[DATA FOR THIS TASK]
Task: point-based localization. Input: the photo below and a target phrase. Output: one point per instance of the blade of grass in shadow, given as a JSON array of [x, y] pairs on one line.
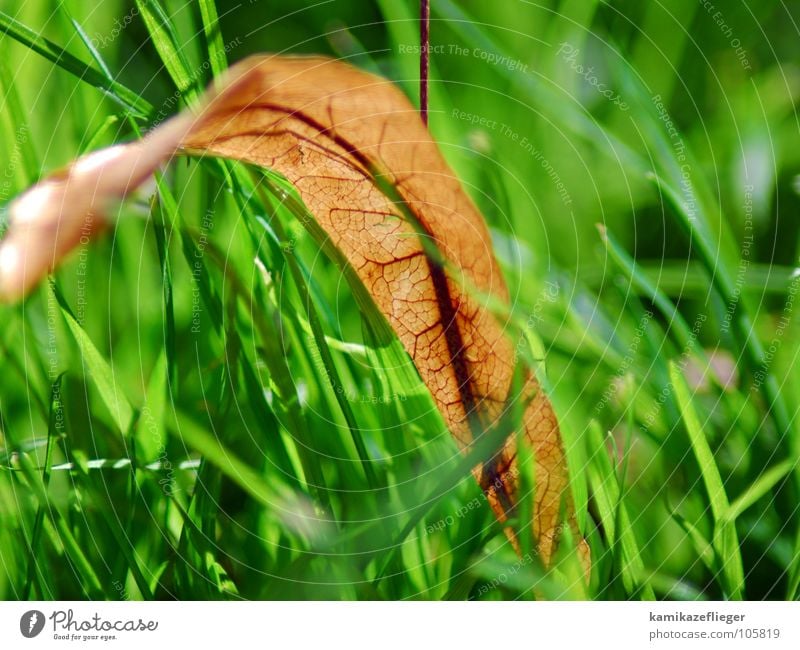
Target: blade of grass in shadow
[[90, 582], [322, 346], [725, 541], [97, 368], [614, 515], [126, 98], [55, 430]]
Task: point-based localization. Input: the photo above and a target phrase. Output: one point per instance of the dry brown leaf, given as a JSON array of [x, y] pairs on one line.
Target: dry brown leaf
[[339, 135]]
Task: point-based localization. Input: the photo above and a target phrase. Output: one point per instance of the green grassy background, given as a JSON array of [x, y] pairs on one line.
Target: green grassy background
[[180, 420]]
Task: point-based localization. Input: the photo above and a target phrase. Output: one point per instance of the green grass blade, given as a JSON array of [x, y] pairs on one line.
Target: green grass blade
[[98, 369], [726, 541], [216, 47], [63, 59]]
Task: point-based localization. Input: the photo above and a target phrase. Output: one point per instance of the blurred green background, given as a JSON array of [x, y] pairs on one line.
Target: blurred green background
[[169, 429]]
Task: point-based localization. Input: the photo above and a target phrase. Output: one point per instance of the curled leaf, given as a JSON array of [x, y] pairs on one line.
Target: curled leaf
[[372, 176]]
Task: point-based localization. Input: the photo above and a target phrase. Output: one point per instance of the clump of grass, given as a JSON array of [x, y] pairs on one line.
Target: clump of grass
[[199, 406]]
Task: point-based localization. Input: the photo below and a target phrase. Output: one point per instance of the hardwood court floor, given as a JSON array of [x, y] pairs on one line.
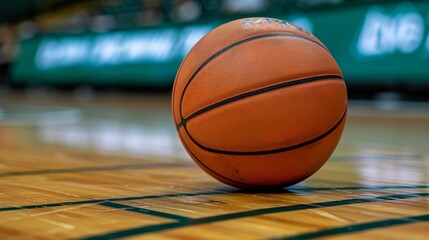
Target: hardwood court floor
[[111, 166]]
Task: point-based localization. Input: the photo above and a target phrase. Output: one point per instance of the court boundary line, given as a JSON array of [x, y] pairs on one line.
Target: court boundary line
[[357, 228], [214, 192], [250, 213]]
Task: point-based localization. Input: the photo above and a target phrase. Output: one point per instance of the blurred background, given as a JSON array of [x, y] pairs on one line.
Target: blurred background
[[382, 47], [98, 74]]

[WHAT IS ASKED]
Reproduce every line of the records above verbatim, omitting the pictures.

[CORRECT RESPONSE]
Task: point-based localization. Input: the photo below and a target phrase. Output: one point per instance of the blade of grass in shadow, given as a JSON array of [x, y] pairs on one line.
Target: blade of grass in shadow
[[90, 582], [322, 346], [725, 541], [97, 368], [614, 515], [126, 98], [55, 430]]
Task: point-based localization. Input: the photo above and a target phrase. Output: one point per instance of the dry brown leaf, given as a JSON array of [x, y] pairs on one line.
Target: dry brown leaf
[[339, 135]]
Task: point-based localization. Input: the photo above and a target phrase. Output: one point per instance of the green grassy background, given as a JSON array of [x, y] pairs on one line.
Target: green grassy background
[[180, 420]]
Task: point-based localization. Input: the photo above and a target phrase. Output: one point per instance of the green grass blade, given as a JSON array of [x, y] pairs on one line.
Target: green grass blade
[[98, 369], [726, 541], [216, 47], [63, 59]]
Task: point-based localization. Input: the photo above and a target phrase. Output: one point per instance of the blurred green background, given as a JSON array of [x, y] pairs on one line.
Target: blurred green background
[[169, 429]]
Task: point-based localization. Input: the photo above and a target phrase. Output: one point per instance of the curled leaf, given as a JSON array of [x, y] pairs on one line.
Target: curled leaf
[[372, 176]]
Task: point-based localization. Input: the photo above and a target phrase. Output: one point per instance of the clump of grass, given as a JSON array of [x, y] pairs on one line.
Target: clump of grass
[[199, 406]]
Task: point-based localization. Input: the photo below and a target phrase. Output: one point per instance of the hardwood court floor, given as a JSON array of [x, y] pairs on one line.
Target: hardwood court floor
[[111, 166]]
Task: point-based localization. Input: the photo above and a target phrase. Output: one point per instance of the court boundary line, given as a JSON array of [x, y] pairs on one line.
Target: court boundary line
[[357, 228], [214, 192], [250, 213]]
Task: point-based localization. Input: the photo above and a target phrase. Output: one point per instance of the blurred background, given as a JSON array of [x, y] pairs on one line.
Target: blurred background
[[382, 47], [98, 74]]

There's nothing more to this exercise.